◆ **文書の一節**
·····
成年後見人は、判断能力がほとんどない状態になった人の代わりに、財産を適切に管理し、本人のサポートをします。では、成年後見人になれる人とは、どんな人なのでしょうか。家族でもなれるのでしょうか。 この記事では、成年後見人になれる人や実際の選任状況、選任方法や変更ができるかどうかなどを解説します。

成年後見人になれる人は誰? 家族でもなれる?

成年後見制度は「法定後見」と「任意後見」の2種類に分かれ、法定後見はさらに「成年後見」「保佐」「補助」の3種類に分かれます。成年後見人・保佐人・補助人は、家庭裁判所が適任者を選任する一方、任意後見人は本人が選び、あらかじめ任意後見契約を締結します。

成年後見人になるために、特別な資格は必要ありません。本人の家族であっても、成年後見人に選ばれることがあります。

ただし、欠格事由に該当する人は成年後見人になることができません。

成年後見人に資格は不要、家族でも選ばれる場合がある

成年後見人になるために、取得すべき資格は特にありません

実際には司法書士・弁護士・社会福祉士などの専門家が選ばれるケースが多いですが、これらの資格は必須ではありません。本人の家族であっても、家庭裁判所に適任と判断されれば、成年後見人に選ばれることがあります。

欠格事由に当たる人は、成年後見人になれない

ただし、以下の欠格事由(民法847条)に該当する人は、成年後見人になることができません。

  1. 未成年者
  2. 家庭裁判所で免ぜられた法定代理人・保佐人・補助人
  3. 破産者
  4. 本人に対して訴訟をしている者または訴訟をした者、ならびにその配偶者および直系血族
  5. 行方の知れない者

成年後見人は誰が選ばれることが多い?

成年後見人には、親族が選任されるケースもありますが、それ以外の第三者が選任されるケースの方が多数となっています。

最高裁のデータによると、2022年に成年後見・保佐・補助が開始された事件のうち、親族が成年後見人等に選任されたケースは19.1%(7560件)にとどまる一方で、親族以外の者が選任されたケースが80.9%(3万2004件)にのぼっています。
成年後見人等と本人との関係別件数・割合

親族の中では、子どもが成年後見人等に選任されるケースが53.4%(4037件)ともっとも多くなっています。
·····
◆ **データ抜粋**
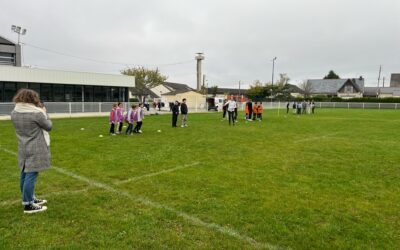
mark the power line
[24,43,193,67]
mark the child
[253,102,258,121]
[125,105,136,135]
[257,102,264,121]
[133,103,144,134]
[117,102,124,134]
[109,103,118,135]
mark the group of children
[109,102,144,135]
[244,100,264,121]
[222,96,264,125]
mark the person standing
[171,101,179,128]
[226,99,237,126]
[109,103,118,135]
[181,98,188,128]
[133,103,145,134]
[125,105,136,135]
[246,99,253,121]
[286,101,290,114]
[11,89,53,214]
[117,102,124,134]
[222,99,228,121]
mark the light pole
[11,25,26,44]
[272,56,276,87]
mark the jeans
[20,168,39,205]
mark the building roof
[207,88,247,95]
[307,78,364,94]
[161,89,201,95]
[0,36,16,45]
[163,82,194,91]
[0,66,135,87]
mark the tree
[300,80,313,98]
[121,66,168,102]
[324,70,340,79]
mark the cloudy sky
[0,0,400,87]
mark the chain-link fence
[0,102,400,115]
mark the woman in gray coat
[11,89,52,214]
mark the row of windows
[0,82,128,102]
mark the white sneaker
[24,204,47,214]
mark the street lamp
[11,25,26,44]
[272,56,276,87]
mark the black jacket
[181,103,188,115]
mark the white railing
[0,102,400,115]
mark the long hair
[13,89,41,107]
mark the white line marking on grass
[1,147,284,249]
[0,188,89,207]
[114,162,200,185]
[293,132,340,143]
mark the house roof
[0,36,16,45]
[307,78,364,94]
[207,88,247,95]
[163,82,193,91]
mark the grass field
[0,109,400,249]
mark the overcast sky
[0,0,400,87]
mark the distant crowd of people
[286,100,315,115]
[222,96,264,126]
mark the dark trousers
[228,111,235,126]
[118,122,124,134]
[126,123,133,135]
[133,121,143,133]
[172,114,178,127]
[110,123,115,134]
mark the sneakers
[24,203,47,214]
[33,198,47,205]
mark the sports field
[0,109,400,249]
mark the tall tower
[195,53,204,91]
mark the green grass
[0,109,400,249]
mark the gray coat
[11,111,53,172]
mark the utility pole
[195,53,204,91]
[378,65,382,88]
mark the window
[94,86,106,102]
[0,52,15,65]
[74,85,83,102]
[4,82,17,102]
[0,82,4,102]
[17,82,28,91]
[40,84,53,102]
[53,84,65,102]
[110,87,119,102]
[84,86,93,102]
[28,83,40,97]
[65,85,74,102]
[119,88,125,102]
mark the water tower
[195,53,204,91]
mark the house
[162,89,206,109]
[307,77,364,99]
[150,82,194,101]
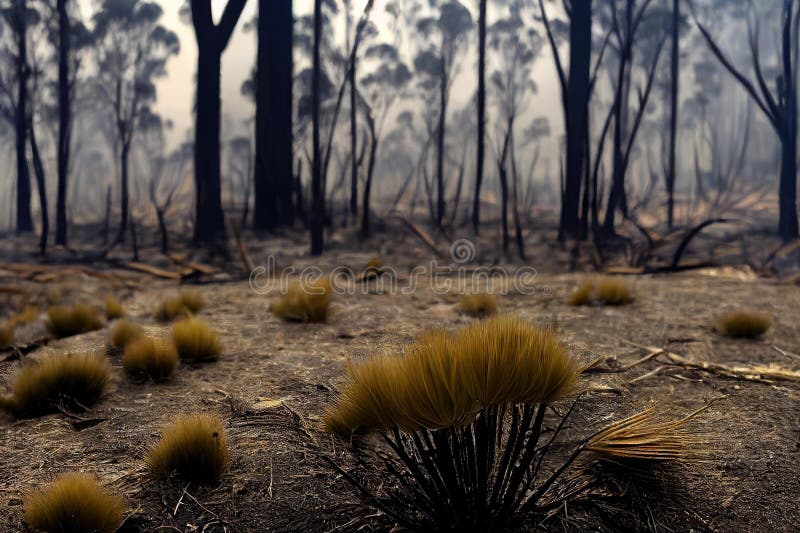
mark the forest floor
[0,227,800,532]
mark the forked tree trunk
[472,0,486,234]
[308,0,325,255]
[29,120,50,255]
[56,0,72,246]
[13,0,33,233]
[194,44,225,243]
[559,0,592,237]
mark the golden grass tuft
[172,317,222,361]
[0,354,111,418]
[269,277,331,322]
[0,321,14,348]
[459,293,497,318]
[153,291,206,322]
[714,309,772,339]
[325,317,578,435]
[108,318,144,350]
[122,336,178,381]
[105,294,125,320]
[585,407,708,461]
[569,276,633,305]
[145,414,228,481]
[45,304,103,339]
[25,472,125,533]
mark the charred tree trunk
[191,0,246,244]
[667,0,681,230]
[116,142,130,243]
[13,0,33,233]
[436,54,447,227]
[56,0,72,246]
[156,207,169,254]
[253,0,295,229]
[361,116,378,237]
[348,14,358,220]
[472,0,486,234]
[778,123,798,241]
[29,119,50,255]
[308,0,325,255]
[559,0,592,237]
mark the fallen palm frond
[325,317,701,531]
[586,407,708,461]
[25,472,125,533]
[608,341,800,384]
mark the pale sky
[78,0,561,152]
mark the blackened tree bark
[559,0,592,237]
[29,117,50,255]
[695,0,800,242]
[361,114,378,237]
[191,0,246,244]
[13,0,33,233]
[436,53,450,227]
[667,0,681,229]
[308,0,325,255]
[253,0,295,229]
[345,2,358,219]
[472,0,486,234]
[55,0,72,246]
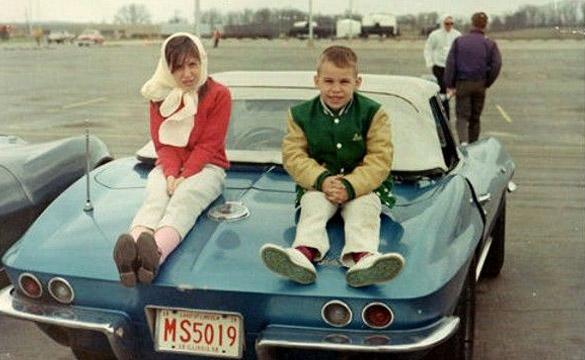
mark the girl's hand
[167,175,175,196]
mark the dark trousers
[455,80,486,143]
[433,65,451,119]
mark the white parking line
[496,104,512,122]
[61,97,108,110]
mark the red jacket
[150,78,232,178]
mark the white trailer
[335,19,362,38]
[361,13,399,38]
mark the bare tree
[201,8,223,29]
[114,4,151,25]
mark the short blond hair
[471,12,488,29]
[317,45,358,74]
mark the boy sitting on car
[260,46,404,287]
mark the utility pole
[308,0,315,47]
[193,0,201,38]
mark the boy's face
[315,61,362,110]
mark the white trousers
[130,164,225,239]
[292,191,382,267]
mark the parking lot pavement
[0,40,585,360]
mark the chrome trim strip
[256,316,460,360]
[0,286,136,360]
[475,236,492,282]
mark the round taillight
[321,300,352,327]
[362,302,394,329]
[49,278,75,304]
[18,273,43,299]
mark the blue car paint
[4,155,482,320]
[3,72,514,359]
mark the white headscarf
[140,32,207,147]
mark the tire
[426,259,476,360]
[481,194,506,278]
[71,347,117,360]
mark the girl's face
[173,55,201,91]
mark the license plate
[154,309,243,359]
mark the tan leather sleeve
[282,110,327,189]
[344,108,394,197]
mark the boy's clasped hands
[321,175,349,204]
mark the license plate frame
[147,306,245,359]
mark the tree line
[114,0,585,32]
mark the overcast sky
[0,0,555,22]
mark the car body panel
[0,136,111,284]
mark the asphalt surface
[0,38,585,360]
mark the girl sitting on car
[114,33,231,287]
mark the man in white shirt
[424,15,461,118]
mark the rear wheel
[427,260,476,360]
[481,194,506,278]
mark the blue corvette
[0,72,515,360]
[0,135,112,286]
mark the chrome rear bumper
[0,286,135,359]
[256,317,459,360]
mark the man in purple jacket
[444,12,502,143]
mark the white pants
[292,191,382,267]
[130,164,225,239]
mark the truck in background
[360,13,400,38]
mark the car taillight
[49,278,75,304]
[362,302,394,329]
[321,300,352,327]
[18,273,43,299]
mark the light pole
[308,0,315,47]
[193,0,201,38]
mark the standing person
[424,15,461,119]
[33,28,44,46]
[260,46,404,287]
[211,29,221,48]
[114,33,231,287]
[445,12,502,143]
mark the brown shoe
[136,232,160,284]
[114,234,138,287]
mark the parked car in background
[77,29,106,46]
[0,135,112,285]
[47,30,75,44]
[0,72,515,360]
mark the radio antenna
[83,119,93,212]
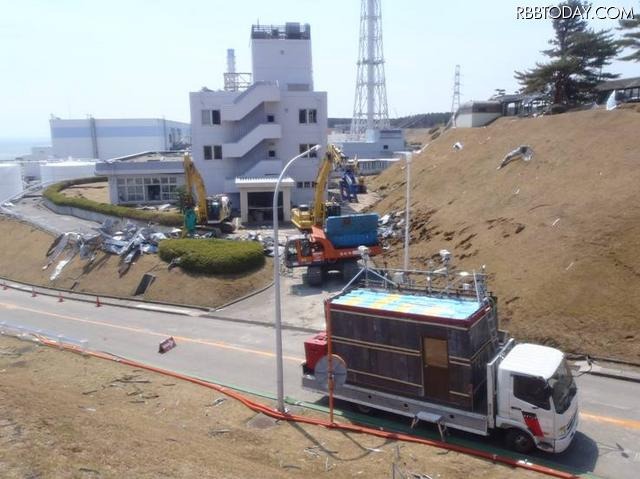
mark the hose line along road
[0,290,640,478]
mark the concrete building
[329,128,406,159]
[96,151,184,205]
[596,77,640,103]
[455,101,502,128]
[190,23,327,222]
[49,117,190,160]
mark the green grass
[159,239,265,274]
[42,176,183,226]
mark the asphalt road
[0,290,640,479]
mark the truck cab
[489,344,578,453]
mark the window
[202,110,211,125]
[513,375,550,410]
[202,110,220,125]
[300,143,318,158]
[298,108,318,123]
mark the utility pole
[351,0,389,137]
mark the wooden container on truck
[326,287,498,412]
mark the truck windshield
[549,359,578,414]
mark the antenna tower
[351,0,389,137]
[449,65,460,128]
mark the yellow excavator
[182,153,234,233]
[291,145,356,231]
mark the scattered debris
[497,145,533,170]
[158,336,176,354]
[133,273,156,296]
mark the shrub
[158,238,265,274]
[42,176,183,226]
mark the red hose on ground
[38,337,578,479]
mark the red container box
[304,333,327,371]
·····
◆ **課題の要件**
成年後見人についての文章のうち、「成年後見人になれる人は誰? 家族でもなれる?」で始まり「も、成年後見人に選ばれることがあります。」までの部分を、一字一句変えずに書き写すこと。

◆ **課題への解答**
成年後見人になれる人は誰? 家族でもなれる?

成年後見制度は「法定後見」と「任意後見」の2種類に分かれ、法定後見はさらに「成年後見」「保佐」「補助」の3種類に分かれます。成年後見人・保佐人・補助人は、家庭裁判所が適任者を選任する一方、任意後見人は本人が選び、あらかじめ任意後見契約を締結します。

成年後見人になるために、特別な資格は必要ありません。本人の家族であっても、成年後見人に選ばれることがあります。